- **Exercise goal**
Could you restate word for word each line from the top of the listing below through the line containing "Subject = crosswalk stripe"? Keep the pictures out.

- **Exercise material**
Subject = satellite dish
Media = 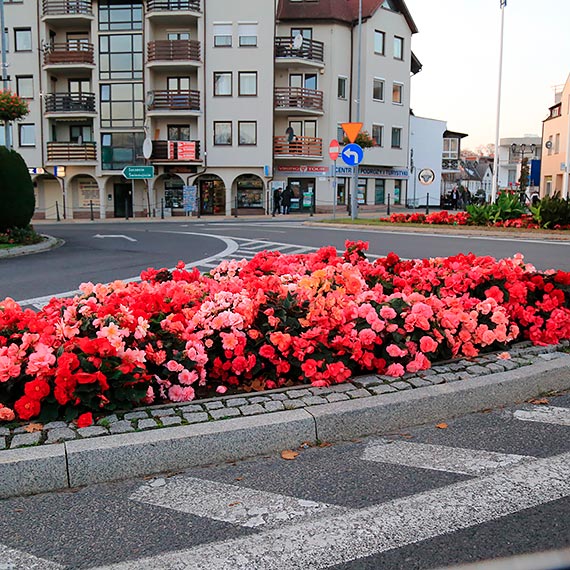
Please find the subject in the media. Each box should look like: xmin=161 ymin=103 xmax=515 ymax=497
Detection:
xmin=145 ymin=91 xmax=155 ymax=108
xmin=293 ymin=34 xmax=303 ymax=50
xmin=142 ymin=138 xmax=153 ymax=159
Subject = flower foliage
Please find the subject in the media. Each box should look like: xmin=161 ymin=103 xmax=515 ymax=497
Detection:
xmin=0 ymin=90 xmax=29 ymax=122
xmin=1 ymin=243 xmax=570 ymax=424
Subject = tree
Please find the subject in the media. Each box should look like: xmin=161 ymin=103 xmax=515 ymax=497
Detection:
xmin=0 ymin=90 xmax=30 ymax=151
xmin=475 ymin=143 xmax=496 ymax=157
xmin=342 ymin=130 xmax=376 ymax=148
xmin=0 ymin=146 xmax=35 ymax=231
xmin=518 ymin=157 xmax=530 ymax=197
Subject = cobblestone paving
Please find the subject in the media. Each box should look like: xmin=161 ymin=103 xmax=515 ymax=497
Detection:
xmin=1 ymin=341 xmax=567 ymax=451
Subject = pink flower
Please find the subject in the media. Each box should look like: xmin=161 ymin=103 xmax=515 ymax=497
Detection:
xmin=386 ymin=344 xmax=407 ymax=358
xmin=168 ymin=384 xmax=195 ymax=402
xmin=178 ymin=369 xmax=198 ymax=385
xmin=386 ymin=363 xmax=405 ymax=377
xmin=380 ymin=306 xmax=397 ymax=319
xmin=498 ymin=352 xmax=511 ymax=360
xmin=0 ymin=405 xmax=15 ymax=422
xmin=419 ymin=336 xmax=438 ymax=353
xmin=216 ymin=385 xmax=228 ymax=394
xmin=166 ymin=359 xmax=184 ymax=373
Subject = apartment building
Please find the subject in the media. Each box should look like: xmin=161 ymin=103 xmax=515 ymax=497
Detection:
xmin=541 ymin=74 xmax=570 ymax=199
xmin=2 ymin=0 xmax=417 ymax=219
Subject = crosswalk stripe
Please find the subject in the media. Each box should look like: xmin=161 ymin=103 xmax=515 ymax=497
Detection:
xmin=0 ymin=544 xmax=64 ymax=570
xmin=130 ymin=475 xmax=346 ymax=529
xmin=91 ymin=451 xmax=570 ymax=570
xmin=514 ymin=406 xmax=570 ymax=427
xmin=362 ymin=440 xmax=532 ymax=475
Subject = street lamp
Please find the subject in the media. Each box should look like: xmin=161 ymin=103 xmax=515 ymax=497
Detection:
xmin=510 ymin=143 xmax=536 ymax=203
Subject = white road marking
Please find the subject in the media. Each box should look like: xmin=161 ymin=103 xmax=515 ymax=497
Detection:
xmin=514 ymin=406 xmax=570 ymax=427
xmin=130 ymin=476 xmax=346 ymax=529
xmin=0 ymin=544 xmax=64 ymax=570
xmin=91 ymin=451 xmax=570 ymax=570
xmin=362 ymin=440 xmax=532 ymax=475
xmin=93 ymin=234 xmax=137 ymax=242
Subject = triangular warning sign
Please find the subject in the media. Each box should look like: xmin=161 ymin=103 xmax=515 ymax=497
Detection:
xmin=341 ymin=122 xmax=363 ymax=143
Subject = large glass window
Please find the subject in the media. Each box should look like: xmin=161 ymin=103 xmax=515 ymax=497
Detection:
xmin=374 ymin=179 xmax=386 ymax=204
xmin=442 ymin=138 xmax=459 ymax=159
xmin=16 ymin=76 xmax=33 ymax=98
xmin=214 ymin=72 xmax=232 ymax=96
xmin=18 ymin=124 xmax=35 ymax=146
xmin=238 ymin=72 xmax=257 ymax=96
xmin=392 ymin=82 xmax=403 ymax=104
xmin=374 ymin=30 xmax=385 ymax=55
xmin=238 ymin=121 xmax=256 ymax=145
xmin=101 ymin=132 xmax=144 ymax=170
xmin=372 ymin=124 xmax=383 ymax=146
xmin=168 ymin=125 xmax=191 ymax=141
xmin=391 ymin=127 xmax=402 ymax=149
xmin=100 ymin=83 xmax=143 ymax=128
xmin=214 ymin=122 xmax=232 ymax=145
xmin=14 ymin=28 xmax=31 ymax=51
xmin=99 ymin=0 xmax=143 ymax=31
xmin=373 ymin=78 xmax=384 ymax=101
xmin=99 ymin=34 xmax=143 ymax=80
xmin=394 ymin=36 xmax=404 ymax=60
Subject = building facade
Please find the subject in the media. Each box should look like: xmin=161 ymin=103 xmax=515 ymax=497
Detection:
xmin=2 ymin=0 xmax=417 ymax=219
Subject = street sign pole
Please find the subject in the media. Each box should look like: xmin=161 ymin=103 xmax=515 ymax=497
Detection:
xmin=351 ymin=166 xmax=358 ymax=221
xmin=333 ymin=159 xmax=337 ymax=220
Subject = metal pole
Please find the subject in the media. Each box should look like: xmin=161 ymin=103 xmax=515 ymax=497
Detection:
xmin=0 ymin=0 xmax=10 ymax=150
xmin=350 ymin=0 xmax=363 ymax=221
xmin=160 ymin=197 xmax=164 ymax=219
xmin=491 ymin=0 xmax=506 ymax=203
xmin=234 ymin=195 xmax=238 ymax=218
xmin=426 ymin=192 xmax=430 ymax=215
xmin=387 ymin=193 xmax=391 ymax=216
xmin=56 ymin=200 xmax=60 ymax=222
xmin=563 ymin=94 xmax=570 ymax=200
xmin=332 ymin=160 xmax=337 ymax=220
xmin=89 ymin=199 xmax=94 ymax=221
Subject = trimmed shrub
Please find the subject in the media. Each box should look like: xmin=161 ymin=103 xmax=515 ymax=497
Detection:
xmin=0 ymin=146 xmax=35 ymax=232
xmin=537 ymin=194 xmax=570 ymax=229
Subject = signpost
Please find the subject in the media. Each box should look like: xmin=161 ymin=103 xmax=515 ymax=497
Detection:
xmin=122 ymin=166 xmax=154 ymax=220
xmin=341 ymin=143 xmax=364 ymax=167
xmin=341 ymin=123 xmax=364 ymax=220
xmin=329 ymin=139 xmax=340 ymax=219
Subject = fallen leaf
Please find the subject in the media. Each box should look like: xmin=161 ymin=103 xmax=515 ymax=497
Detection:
xmin=530 ymin=398 xmax=549 ymax=405
xmin=498 ymin=352 xmax=511 ymax=360
xmin=436 ymin=423 xmax=448 ymax=429
xmin=228 ymin=502 xmax=241 ymax=507
xmin=23 ymin=423 xmax=43 ymax=433
xmin=317 ymin=441 xmax=332 ymax=448
xmin=14 ymin=509 xmax=24 ymax=513
xmin=235 ymin=477 xmax=243 ymax=481
xmin=281 ymin=449 xmax=299 ymax=460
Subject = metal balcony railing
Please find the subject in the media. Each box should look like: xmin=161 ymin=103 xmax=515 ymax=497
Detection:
xmin=275 ymin=37 xmax=324 ymax=64
xmin=44 ymin=92 xmax=95 ymax=113
xmin=147 ymin=90 xmax=200 ymax=111
xmin=146 ymin=0 xmax=201 ymax=12
xmin=150 ymin=140 xmax=201 ymax=161
xmin=42 ymin=0 xmax=92 ymax=16
xmin=274 ymin=87 xmax=323 ymax=112
xmin=43 ymin=42 xmax=94 ymax=66
xmin=47 ymin=142 xmax=97 ymax=161
xmin=274 ymin=136 xmax=323 ymax=158
xmin=147 ymin=40 xmax=201 ymax=63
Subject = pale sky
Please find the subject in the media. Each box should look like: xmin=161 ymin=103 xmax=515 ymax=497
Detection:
xmin=405 ymin=0 xmax=570 ymax=151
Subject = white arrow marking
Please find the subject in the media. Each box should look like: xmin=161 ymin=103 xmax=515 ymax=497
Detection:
xmin=93 ymin=234 xmax=138 ymax=242
xmin=344 ymin=149 xmax=359 ymax=162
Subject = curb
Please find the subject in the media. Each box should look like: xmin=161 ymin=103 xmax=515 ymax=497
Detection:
xmin=1 ymin=352 xmax=569 ymax=499
xmin=0 ymin=235 xmax=63 ymax=259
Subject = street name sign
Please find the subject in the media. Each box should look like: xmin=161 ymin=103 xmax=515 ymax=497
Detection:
xmin=122 ymin=166 xmax=155 ymax=179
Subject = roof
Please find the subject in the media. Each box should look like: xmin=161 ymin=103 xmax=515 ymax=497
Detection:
xmin=444 ymin=130 xmax=469 ymax=139
xmin=277 ymin=0 xmax=418 ymax=33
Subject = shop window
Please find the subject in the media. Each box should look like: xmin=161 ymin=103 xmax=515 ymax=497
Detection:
xmin=374 ymin=179 xmax=385 ymax=204
xmin=237 ymin=176 xmax=263 ymax=208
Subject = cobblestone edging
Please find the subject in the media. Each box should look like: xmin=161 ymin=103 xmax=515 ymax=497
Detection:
xmin=1 ymin=341 xmax=568 ymax=452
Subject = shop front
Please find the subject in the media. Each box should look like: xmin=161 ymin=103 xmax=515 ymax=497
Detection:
xmin=274 ymin=165 xmax=329 ymax=213
xmin=195 ymin=174 xmax=226 ymax=215
xmin=235 ymin=174 xmax=264 ymax=213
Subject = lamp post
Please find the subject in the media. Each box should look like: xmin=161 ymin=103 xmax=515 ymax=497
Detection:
xmin=510 ymin=143 xmax=536 ymax=203
xmin=491 ymin=0 xmax=507 ymax=203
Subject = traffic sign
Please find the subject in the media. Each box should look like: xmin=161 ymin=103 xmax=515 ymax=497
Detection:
xmin=341 ymin=143 xmax=364 ymax=166
xmin=329 ymin=139 xmax=340 ymax=161
xmin=341 ymin=122 xmax=363 ymax=143
xmin=122 ymin=166 xmax=155 ymax=179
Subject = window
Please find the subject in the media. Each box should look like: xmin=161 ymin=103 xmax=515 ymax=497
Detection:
xmin=14 ymin=28 xmax=31 ymax=51
xmin=16 ymin=76 xmax=33 ymax=99
xmin=442 ymin=138 xmax=459 ymax=159
xmin=214 ymin=121 xmax=232 ymax=145
xmin=372 ymin=124 xmax=383 ymax=146
xmin=18 ymin=124 xmax=35 ymax=146
xmin=238 ymin=72 xmax=257 ymax=96
xmin=100 ymin=83 xmax=144 ymax=128
xmin=394 ymin=36 xmax=404 ymax=60
xmin=238 ymin=23 xmax=257 ymax=47
xmin=238 ymin=121 xmax=257 ymax=145
xmin=337 ymin=124 xmax=344 ymax=143
xmin=338 ymin=76 xmax=347 ymax=99
xmin=168 ymin=32 xmax=190 ymax=41
xmin=374 ymin=30 xmax=385 ymax=55
xmin=70 ymin=125 xmax=92 ymax=143
xmin=374 ymin=179 xmax=386 ymax=205
xmin=391 ymin=127 xmax=402 ymax=148
xmin=99 ymin=34 xmax=143 ymax=80
xmin=3 ymin=28 xmax=8 ymax=52
xmin=69 ymin=79 xmax=90 ymax=93
xmin=214 ymin=72 xmax=232 ymax=96
xmin=555 ymin=133 xmax=560 ymax=154
xmin=392 ymin=82 xmax=403 ymax=104
xmin=291 ymin=28 xmax=312 ymax=40
xmin=289 ymin=73 xmax=316 ymax=90
xmin=373 ymin=78 xmax=384 ymax=101
xmin=214 ymin=23 xmax=232 ymax=47
xmin=168 ymin=125 xmax=191 ymax=141
xmin=168 ymin=76 xmax=190 ymax=91
xmin=101 ymin=132 xmax=144 ymax=170
xmin=99 ymin=0 xmax=143 ymax=31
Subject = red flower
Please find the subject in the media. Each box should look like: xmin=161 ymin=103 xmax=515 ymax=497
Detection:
xmin=14 ymin=396 xmax=41 ymax=421
xmin=76 ymin=412 xmax=93 ymax=428
xmin=24 ymin=379 xmax=51 ymax=401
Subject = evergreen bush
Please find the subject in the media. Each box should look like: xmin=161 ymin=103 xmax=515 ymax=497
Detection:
xmin=0 ymin=147 xmax=35 ymax=232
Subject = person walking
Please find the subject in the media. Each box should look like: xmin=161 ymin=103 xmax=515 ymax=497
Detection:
xmin=281 ymin=184 xmax=292 ymax=214
xmin=272 ymin=187 xmax=282 ymax=216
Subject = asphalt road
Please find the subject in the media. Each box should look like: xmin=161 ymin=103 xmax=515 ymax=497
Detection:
xmin=0 ymin=392 xmax=569 ymax=569
xmin=1 ymin=218 xmax=570 ymax=304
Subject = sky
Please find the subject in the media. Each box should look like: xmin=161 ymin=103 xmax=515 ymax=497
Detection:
xmin=404 ymin=0 xmax=570 ymax=152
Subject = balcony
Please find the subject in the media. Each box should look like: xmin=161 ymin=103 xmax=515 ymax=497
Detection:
xmin=275 ymin=37 xmax=324 ymax=68
xmin=41 ymin=0 xmax=93 ymax=26
xmin=274 ymin=136 xmax=323 ymax=160
xmin=274 ymin=87 xmax=323 ymax=115
xmin=150 ymin=140 xmax=201 ymax=163
xmin=46 ymin=142 xmax=97 ymax=163
xmin=146 ymin=90 xmax=201 ymax=115
xmin=44 ymin=92 xmax=96 ymax=116
xmin=442 ymin=158 xmax=460 ymax=171
xmin=146 ymin=0 xmax=201 ymax=21
xmin=147 ymin=40 xmax=201 ymax=69
xmin=43 ymin=42 xmax=95 ymax=72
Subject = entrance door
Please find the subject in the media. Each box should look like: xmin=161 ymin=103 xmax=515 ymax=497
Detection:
xmin=114 ymin=183 xmax=133 ymax=218
xmin=287 ymin=178 xmax=315 ymax=212
xmin=199 ymin=179 xmax=225 ymax=215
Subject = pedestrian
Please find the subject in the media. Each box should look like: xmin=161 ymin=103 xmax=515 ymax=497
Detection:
xmin=281 ymin=184 xmax=292 ymax=214
xmin=285 ymin=126 xmax=296 ymax=153
xmin=272 ymin=187 xmax=282 ymax=216
xmin=451 ymin=187 xmax=458 ymax=210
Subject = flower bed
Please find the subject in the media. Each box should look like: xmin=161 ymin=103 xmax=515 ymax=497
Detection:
xmin=1 ymin=241 xmax=569 ymax=426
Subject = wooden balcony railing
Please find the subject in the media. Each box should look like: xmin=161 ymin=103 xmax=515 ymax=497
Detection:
xmin=47 ymin=142 xmax=97 ymax=162
xmin=150 ymin=140 xmax=201 ymax=161
xmin=43 ymin=42 xmax=94 ymax=66
xmin=146 ymin=0 xmax=201 ymax=12
xmin=274 ymin=87 xmax=323 ymax=112
xmin=275 ymin=37 xmax=324 ymax=64
xmin=147 ymin=40 xmax=201 ymax=63
xmin=42 ymin=0 xmax=92 ymax=16
xmin=147 ymin=90 xmax=200 ymax=111
xmin=45 ymin=92 xmax=95 ymax=113
xmin=274 ymin=136 xmax=323 ymax=158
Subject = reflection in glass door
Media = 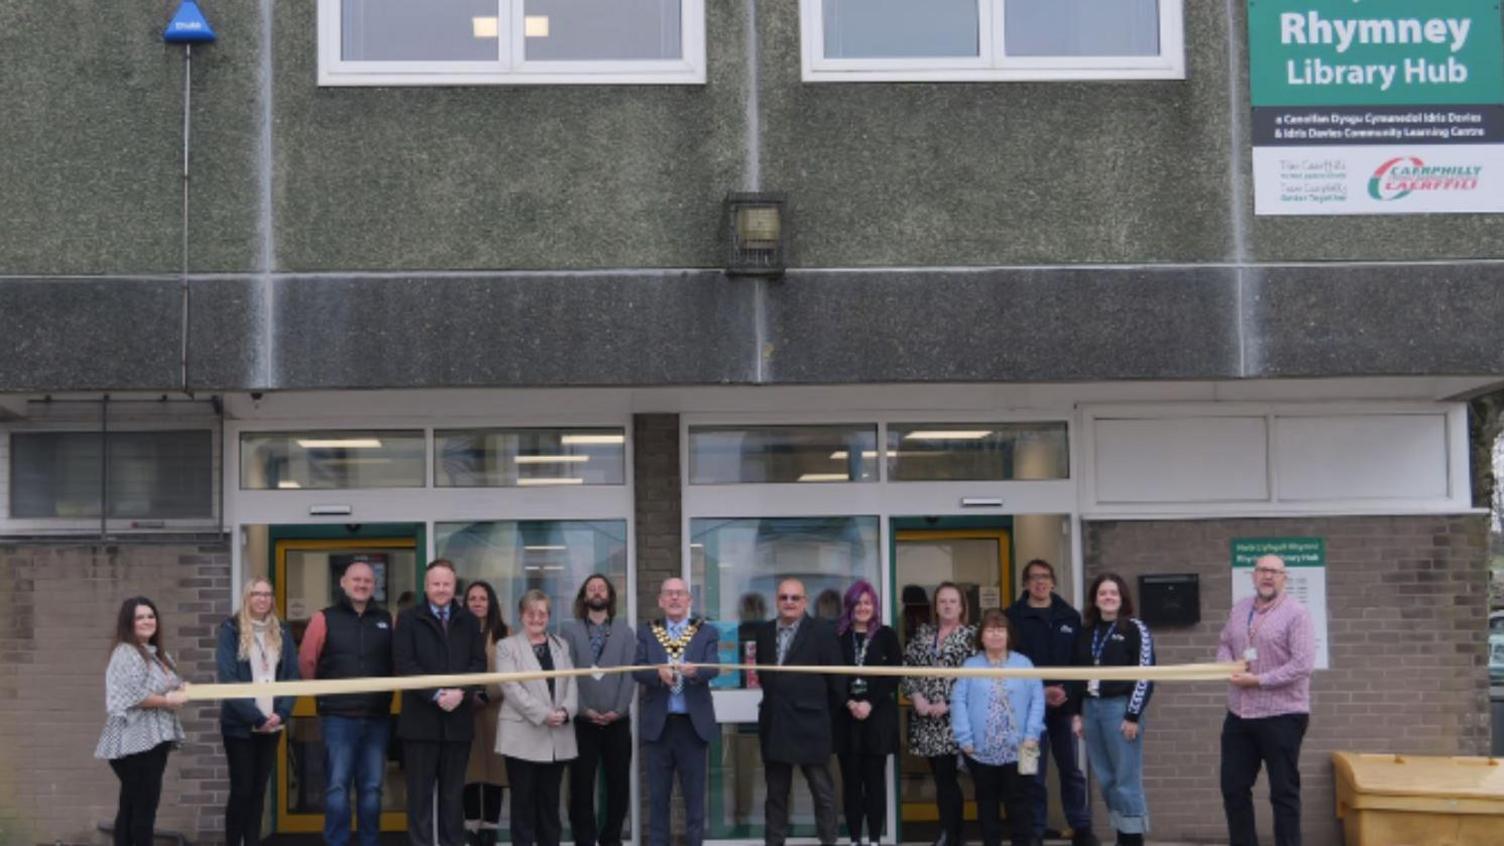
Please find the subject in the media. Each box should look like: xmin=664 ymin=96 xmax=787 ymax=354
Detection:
xmin=893 ymin=528 xmax=1012 ymax=835
xmin=272 ymin=532 xmax=419 ymax=835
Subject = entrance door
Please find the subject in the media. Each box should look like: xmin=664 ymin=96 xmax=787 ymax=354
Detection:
xmin=893 ymin=526 xmax=1013 ymax=835
xmin=271 ymin=528 xmax=421 ymax=835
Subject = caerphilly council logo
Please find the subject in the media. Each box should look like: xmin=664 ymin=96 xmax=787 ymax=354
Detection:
xmin=1368 ymin=156 xmax=1483 ymax=201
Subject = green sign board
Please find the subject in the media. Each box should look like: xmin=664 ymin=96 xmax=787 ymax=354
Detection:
xmin=1248 ymin=0 xmax=1504 ymax=106
xmin=1231 ymin=537 xmax=1325 ymax=568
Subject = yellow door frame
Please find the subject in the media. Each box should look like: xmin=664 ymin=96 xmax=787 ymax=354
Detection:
xmin=273 ymin=536 xmax=415 ymax=835
xmin=895 ymin=527 xmax=1013 ymax=824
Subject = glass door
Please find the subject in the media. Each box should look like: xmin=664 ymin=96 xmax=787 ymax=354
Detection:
xmin=271 ymin=530 xmax=421 ymax=835
xmin=893 ymin=526 xmax=1013 ymax=837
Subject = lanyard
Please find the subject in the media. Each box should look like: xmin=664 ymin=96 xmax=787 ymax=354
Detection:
xmin=1090 ymin=623 xmax=1114 ymax=666
xmin=1246 ymin=595 xmax=1283 ymax=644
xmin=852 ymin=631 xmax=871 ymax=667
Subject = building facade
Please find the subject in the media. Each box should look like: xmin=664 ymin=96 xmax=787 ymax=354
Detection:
xmin=1 ymin=1 xmax=1501 ymax=844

- **Answer box**
Subject = satellite dish
Media = 
Please find the subject in the media. Each box should look like: xmin=161 ymin=103 xmax=515 ymax=497
Detection:
xmin=145 ymin=91 xmax=155 ymax=108
xmin=293 ymin=34 xmax=303 ymax=50
xmin=142 ymin=138 xmax=153 ymax=159
Subject = flower foliage
Please find the subject in the media. Each box should look like: xmin=161 ymin=103 xmax=515 ymax=497
Detection:
xmin=0 ymin=90 xmax=29 ymax=122
xmin=1 ymin=243 xmax=570 ymax=424
Subject = tree
Please find the subject in the media. Each box should look like: xmin=161 ymin=103 xmax=515 ymax=497
Detection:
xmin=0 ymin=90 xmax=30 ymax=151
xmin=475 ymin=143 xmax=496 ymax=157
xmin=342 ymin=130 xmax=376 ymax=148
xmin=0 ymin=146 xmax=35 ymax=231
xmin=518 ymin=157 xmax=530 ymax=197
Subject = cobblestone paving
Please find the subject in the media. Each box should look like: xmin=161 ymin=103 xmax=515 ymax=497
Detection:
xmin=1 ymin=341 xmax=567 ymax=451
Subject = pink flower
Please find the subject in the media. Each box should look like: xmin=161 ymin=103 xmax=515 ymax=497
Detection:
xmin=386 ymin=344 xmax=407 ymax=358
xmin=168 ymin=384 xmax=195 ymax=402
xmin=178 ymin=369 xmax=198 ymax=385
xmin=386 ymin=363 xmax=405 ymax=377
xmin=380 ymin=306 xmax=397 ymax=319
xmin=498 ymin=352 xmax=511 ymax=360
xmin=0 ymin=405 xmax=15 ymax=422
xmin=419 ymin=336 xmax=438 ymax=353
xmin=216 ymin=385 xmax=228 ymax=394
xmin=166 ymin=359 xmax=184 ymax=373
Subject = apartment building
Please find the subject in the media. Each box should look like: xmin=161 ymin=103 xmax=515 ymax=497
Detection:
xmin=541 ymin=74 xmax=570 ymax=199
xmin=2 ymin=0 xmax=417 ymax=219
Subject = crosswalk stripe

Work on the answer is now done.